-------- Data in this exercise --------

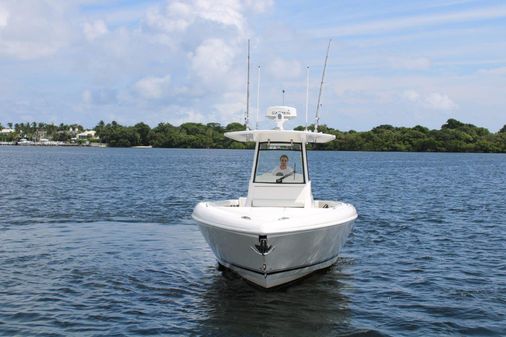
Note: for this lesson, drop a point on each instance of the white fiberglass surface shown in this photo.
(279, 163)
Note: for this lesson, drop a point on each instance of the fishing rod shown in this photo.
(317, 117)
(246, 117)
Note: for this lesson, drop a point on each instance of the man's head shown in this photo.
(283, 160)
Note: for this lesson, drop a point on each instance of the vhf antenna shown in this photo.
(321, 87)
(258, 96)
(307, 94)
(246, 118)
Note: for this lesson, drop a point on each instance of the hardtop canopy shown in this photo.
(280, 136)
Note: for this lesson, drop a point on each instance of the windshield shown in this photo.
(279, 163)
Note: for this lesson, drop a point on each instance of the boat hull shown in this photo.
(270, 260)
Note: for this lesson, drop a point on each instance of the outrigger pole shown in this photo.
(317, 117)
(246, 117)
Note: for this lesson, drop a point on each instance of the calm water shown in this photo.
(100, 242)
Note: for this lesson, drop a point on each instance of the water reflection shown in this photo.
(315, 305)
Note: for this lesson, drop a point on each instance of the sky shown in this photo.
(403, 63)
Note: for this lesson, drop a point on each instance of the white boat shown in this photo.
(278, 232)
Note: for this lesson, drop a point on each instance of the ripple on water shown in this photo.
(99, 242)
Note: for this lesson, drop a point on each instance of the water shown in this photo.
(100, 242)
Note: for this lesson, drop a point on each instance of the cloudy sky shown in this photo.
(391, 62)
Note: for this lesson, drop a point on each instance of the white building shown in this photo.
(86, 134)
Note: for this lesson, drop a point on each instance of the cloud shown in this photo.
(178, 16)
(494, 71)
(411, 95)
(32, 30)
(434, 100)
(415, 63)
(284, 69)
(259, 6)
(153, 87)
(212, 60)
(94, 30)
(175, 17)
(99, 96)
(439, 101)
(4, 17)
(415, 21)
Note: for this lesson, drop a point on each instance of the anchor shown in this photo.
(263, 248)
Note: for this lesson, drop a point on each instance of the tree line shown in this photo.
(453, 136)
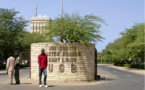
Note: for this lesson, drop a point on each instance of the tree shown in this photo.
(130, 47)
(11, 28)
(75, 28)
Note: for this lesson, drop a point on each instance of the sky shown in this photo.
(118, 14)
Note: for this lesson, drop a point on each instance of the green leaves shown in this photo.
(74, 28)
(130, 45)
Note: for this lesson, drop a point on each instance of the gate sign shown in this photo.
(66, 61)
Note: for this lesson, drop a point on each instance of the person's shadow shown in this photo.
(3, 73)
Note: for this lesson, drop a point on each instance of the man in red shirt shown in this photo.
(42, 61)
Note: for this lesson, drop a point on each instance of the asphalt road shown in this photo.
(114, 80)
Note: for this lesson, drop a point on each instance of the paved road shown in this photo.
(115, 80)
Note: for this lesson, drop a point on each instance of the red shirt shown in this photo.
(42, 61)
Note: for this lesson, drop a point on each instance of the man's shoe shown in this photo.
(40, 85)
(45, 86)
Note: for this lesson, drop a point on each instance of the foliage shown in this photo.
(75, 28)
(129, 48)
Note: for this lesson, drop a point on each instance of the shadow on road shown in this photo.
(3, 74)
(51, 85)
(105, 79)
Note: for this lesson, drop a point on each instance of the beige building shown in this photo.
(37, 24)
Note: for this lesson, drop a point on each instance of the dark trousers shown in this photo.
(42, 70)
(17, 67)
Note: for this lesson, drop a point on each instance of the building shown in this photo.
(37, 24)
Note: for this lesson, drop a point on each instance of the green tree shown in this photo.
(75, 28)
(11, 28)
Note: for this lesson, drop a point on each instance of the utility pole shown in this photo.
(61, 8)
(36, 9)
(101, 56)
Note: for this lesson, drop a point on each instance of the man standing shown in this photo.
(17, 67)
(10, 67)
(42, 61)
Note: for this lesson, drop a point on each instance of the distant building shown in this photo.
(37, 24)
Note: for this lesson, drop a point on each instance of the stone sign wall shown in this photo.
(66, 61)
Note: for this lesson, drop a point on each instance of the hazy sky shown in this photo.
(118, 14)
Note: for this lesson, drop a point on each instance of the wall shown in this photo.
(66, 61)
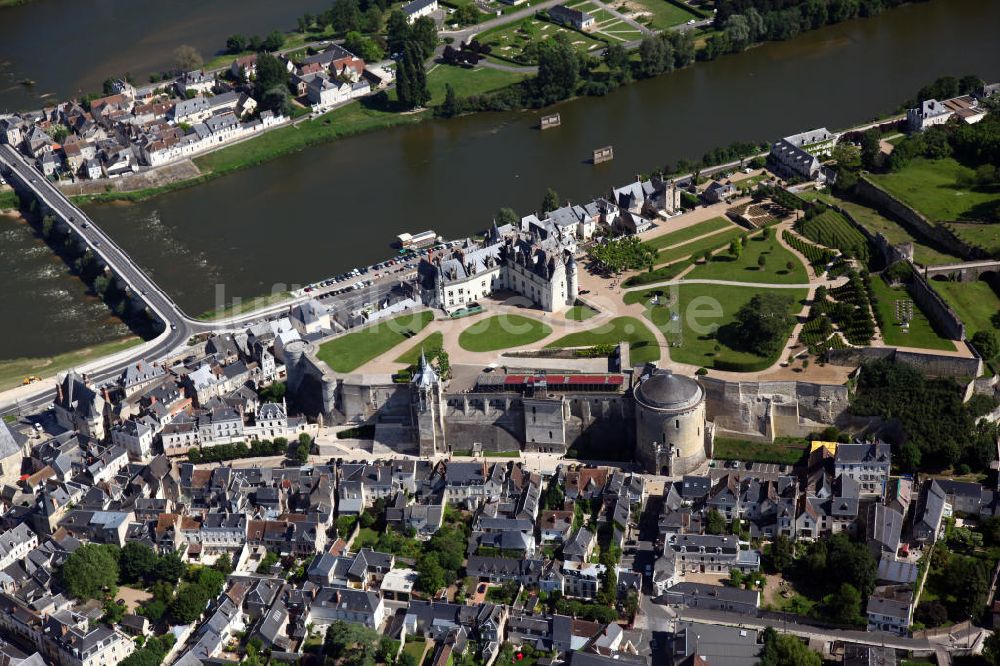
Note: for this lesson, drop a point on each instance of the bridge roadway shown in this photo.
(178, 326)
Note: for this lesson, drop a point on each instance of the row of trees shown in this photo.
(258, 448)
(239, 43)
(621, 254)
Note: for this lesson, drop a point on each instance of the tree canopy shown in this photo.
(89, 570)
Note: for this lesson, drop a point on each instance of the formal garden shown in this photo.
(756, 258)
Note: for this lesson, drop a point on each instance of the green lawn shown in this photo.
(666, 15)
(973, 302)
(895, 233)
(745, 268)
(931, 187)
(642, 342)
(696, 248)
(707, 314)
(580, 313)
(509, 41)
(921, 333)
(433, 341)
(467, 82)
(686, 234)
(783, 450)
(349, 352)
(502, 331)
(13, 371)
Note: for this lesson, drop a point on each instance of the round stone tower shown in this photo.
(670, 423)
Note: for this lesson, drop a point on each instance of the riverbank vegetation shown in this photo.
(14, 371)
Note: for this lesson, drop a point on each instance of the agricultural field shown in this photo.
(698, 247)
(894, 303)
(518, 41)
(746, 267)
(974, 303)
(832, 229)
(932, 188)
(663, 14)
(643, 345)
(707, 319)
(688, 233)
(923, 253)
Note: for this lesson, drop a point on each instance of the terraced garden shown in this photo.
(876, 223)
(932, 188)
(832, 229)
(894, 304)
(643, 345)
(746, 267)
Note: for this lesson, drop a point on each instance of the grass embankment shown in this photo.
(707, 315)
(782, 451)
(746, 268)
(698, 247)
(239, 307)
(580, 313)
(13, 371)
(932, 188)
(431, 343)
(349, 352)
(643, 346)
(502, 331)
(921, 333)
(665, 14)
(876, 223)
(688, 233)
(973, 302)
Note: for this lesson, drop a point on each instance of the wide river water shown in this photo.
(329, 208)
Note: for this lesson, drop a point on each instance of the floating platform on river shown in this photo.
(605, 154)
(548, 122)
(418, 240)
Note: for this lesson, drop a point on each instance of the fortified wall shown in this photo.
(765, 410)
(874, 195)
(931, 302)
(937, 365)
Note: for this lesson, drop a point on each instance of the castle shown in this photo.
(536, 261)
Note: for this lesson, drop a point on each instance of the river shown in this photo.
(69, 48)
(331, 207)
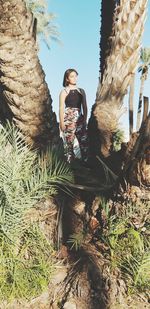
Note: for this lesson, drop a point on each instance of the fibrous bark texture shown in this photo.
(120, 65)
(24, 94)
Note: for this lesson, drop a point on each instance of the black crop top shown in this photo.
(73, 99)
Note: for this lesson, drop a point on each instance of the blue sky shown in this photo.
(79, 24)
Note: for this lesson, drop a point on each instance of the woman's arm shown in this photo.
(84, 106)
(62, 97)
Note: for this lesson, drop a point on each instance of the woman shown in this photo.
(72, 101)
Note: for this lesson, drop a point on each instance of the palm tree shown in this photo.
(107, 13)
(46, 29)
(131, 104)
(143, 68)
(24, 95)
(121, 64)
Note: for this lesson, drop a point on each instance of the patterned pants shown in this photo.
(75, 127)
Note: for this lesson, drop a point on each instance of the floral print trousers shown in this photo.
(75, 127)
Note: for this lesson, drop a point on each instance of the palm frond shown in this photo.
(26, 178)
(46, 29)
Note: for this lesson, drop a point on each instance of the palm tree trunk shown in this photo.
(140, 103)
(120, 65)
(24, 94)
(107, 13)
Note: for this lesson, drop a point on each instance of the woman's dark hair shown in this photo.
(66, 75)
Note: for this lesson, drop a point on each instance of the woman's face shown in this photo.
(72, 78)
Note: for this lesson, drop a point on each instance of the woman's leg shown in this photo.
(69, 133)
(81, 134)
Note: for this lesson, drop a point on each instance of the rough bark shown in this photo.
(120, 65)
(137, 163)
(143, 78)
(131, 104)
(24, 94)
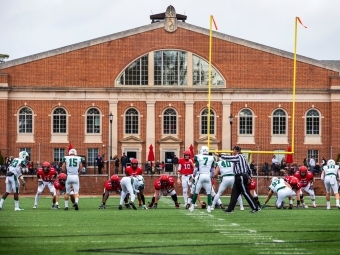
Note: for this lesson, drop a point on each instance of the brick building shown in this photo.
(154, 81)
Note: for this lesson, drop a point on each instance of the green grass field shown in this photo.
(165, 230)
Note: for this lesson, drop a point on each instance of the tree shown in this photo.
(3, 57)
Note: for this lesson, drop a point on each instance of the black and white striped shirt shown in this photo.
(241, 165)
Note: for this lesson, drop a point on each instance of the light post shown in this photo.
(231, 119)
(110, 151)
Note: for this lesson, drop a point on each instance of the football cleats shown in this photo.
(331, 162)
(115, 178)
(72, 152)
(204, 150)
(134, 163)
(46, 167)
(23, 155)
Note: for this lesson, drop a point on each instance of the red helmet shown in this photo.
(62, 177)
(187, 153)
(303, 169)
(46, 167)
(115, 178)
(134, 163)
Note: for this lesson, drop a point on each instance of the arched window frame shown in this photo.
(204, 122)
(59, 121)
(313, 122)
(246, 122)
(170, 120)
(93, 121)
(279, 122)
(131, 121)
(25, 120)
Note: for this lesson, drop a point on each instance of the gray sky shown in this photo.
(32, 26)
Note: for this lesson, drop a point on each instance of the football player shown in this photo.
(12, 179)
(306, 179)
(128, 187)
(113, 184)
(135, 170)
(204, 168)
(164, 185)
(185, 170)
(329, 176)
(46, 177)
(296, 186)
(72, 166)
(59, 185)
(282, 189)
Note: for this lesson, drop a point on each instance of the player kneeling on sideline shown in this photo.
(113, 184)
(59, 185)
(282, 189)
(46, 176)
(164, 185)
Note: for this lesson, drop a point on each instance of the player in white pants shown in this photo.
(72, 165)
(127, 184)
(329, 176)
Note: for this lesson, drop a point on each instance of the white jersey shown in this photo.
(15, 167)
(205, 163)
(226, 167)
(277, 185)
(72, 164)
(331, 170)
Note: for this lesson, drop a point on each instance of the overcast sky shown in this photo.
(32, 26)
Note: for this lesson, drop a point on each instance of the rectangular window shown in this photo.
(58, 154)
(91, 156)
(314, 153)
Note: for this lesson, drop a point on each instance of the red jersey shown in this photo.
(129, 171)
(252, 185)
(58, 185)
(185, 166)
(304, 180)
(46, 177)
(170, 183)
(108, 186)
(293, 182)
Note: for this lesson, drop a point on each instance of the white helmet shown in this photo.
(204, 150)
(274, 179)
(72, 152)
(23, 154)
(331, 162)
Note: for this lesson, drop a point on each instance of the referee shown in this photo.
(243, 174)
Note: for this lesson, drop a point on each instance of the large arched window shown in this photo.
(93, 121)
(59, 121)
(246, 122)
(131, 121)
(170, 67)
(279, 122)
(312, 122)
(201, 73)
(169, 121)
(136, 73)
(25, 120)
(204, 122)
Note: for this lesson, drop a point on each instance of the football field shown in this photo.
(166, 230)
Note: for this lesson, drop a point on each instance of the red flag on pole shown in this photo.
(70, 147)
(301, 22)
(214, 22)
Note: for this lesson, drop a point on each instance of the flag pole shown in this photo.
(294, 86)
(209, 80)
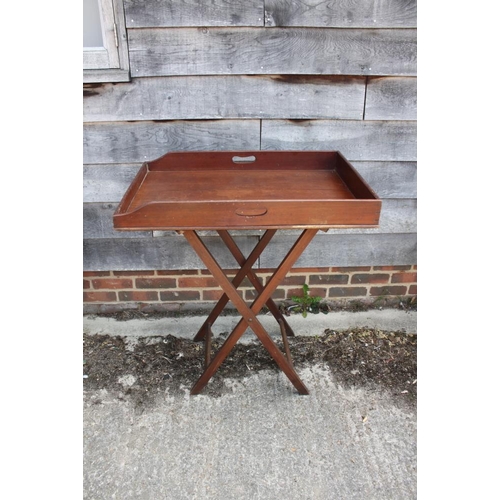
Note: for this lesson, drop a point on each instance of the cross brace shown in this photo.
(248, 313)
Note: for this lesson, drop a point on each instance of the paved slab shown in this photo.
(259, 440)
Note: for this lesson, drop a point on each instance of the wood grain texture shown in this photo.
(206, 51)
(173, 252)
(397, 216)
(392, 98)
(98, 222)
(367, 141)
(177, 13)
(127, 142)
(390, 179)
(342, 13)
(231, 96)
(108, 182)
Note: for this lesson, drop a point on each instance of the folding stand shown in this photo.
(271, 190)
(249, 314)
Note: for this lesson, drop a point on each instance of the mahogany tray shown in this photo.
(247, 190)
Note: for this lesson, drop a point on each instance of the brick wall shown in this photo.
(108, 291)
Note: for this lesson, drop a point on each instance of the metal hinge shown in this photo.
(116, 34)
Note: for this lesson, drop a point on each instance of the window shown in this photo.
(105, 50)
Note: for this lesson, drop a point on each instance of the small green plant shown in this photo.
(306, 303)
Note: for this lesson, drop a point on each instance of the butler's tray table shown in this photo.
(265, 190)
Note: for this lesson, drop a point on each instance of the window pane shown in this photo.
(92, 32)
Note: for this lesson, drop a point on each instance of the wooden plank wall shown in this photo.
(250, 75)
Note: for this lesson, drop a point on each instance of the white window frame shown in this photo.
(110, 62)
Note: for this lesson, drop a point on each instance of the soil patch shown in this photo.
(142, 371)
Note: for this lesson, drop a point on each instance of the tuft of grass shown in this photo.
(307, 303)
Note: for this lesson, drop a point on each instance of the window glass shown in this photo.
(92, 31)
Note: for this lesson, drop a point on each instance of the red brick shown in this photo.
(177, 272)
(134, 273)
(299, 292)
(226, 271)
(112, 283)
(215, 294)
(387, 290)
(391, 268)
(135, 296)
(276, 295)
(404, 278)
(308, 270)
(198, 282)
(179, 296)
(291, 280)
(317, 292)
(369, 278)
(350, 269)
(346, 291)
(328, 279)
(155, 283)
(99, 296)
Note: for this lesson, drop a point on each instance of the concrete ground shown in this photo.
(259, 440)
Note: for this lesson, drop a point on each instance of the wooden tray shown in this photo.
(247, 190)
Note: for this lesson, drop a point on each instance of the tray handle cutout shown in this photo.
(251, 212)
(244, 159)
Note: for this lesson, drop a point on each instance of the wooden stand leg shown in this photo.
(249, 318)
(240, 258)
(245, 267)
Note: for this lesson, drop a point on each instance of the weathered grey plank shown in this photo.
(392, 98)
(390, 179)
(98, 222)
(346, 250)
(124, 254)
(107, 183)
(342, 13)
(205, 51)
(151, 13)
(128, 142)
(367, 141)
(230, 96)
(325, 250)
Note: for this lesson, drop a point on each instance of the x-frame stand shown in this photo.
(248, 313)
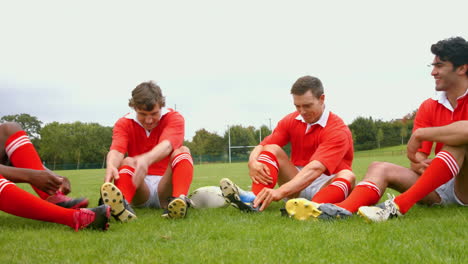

--------

# Task requirements
Return each line of the material above that contains the word "white". Case counts.

# Task result
Note: for this lesson, drop a point on each instance of the white fiberglass surface shown in this photo.
Note: for this lesson, drop a point on each instance of the white boat shown in this photo.
Note: for this lesson, drop a point on each instance of the white building shown in this photo.
Note: for this lesson, drop a point on each instance of the black and white striped shirt shown in this photo.
Note: for this lesson, drop a point on each instance of the player in white pants shown in this photo.
Note: for this lesson, drop a point on each instance of the white jersey shown in this photo.
Note: for this lesson, drop a point on each instance of the white helmet shown in this photo.
Note: for this lesson, drop a point on each instance of the white window frame shown in this photo.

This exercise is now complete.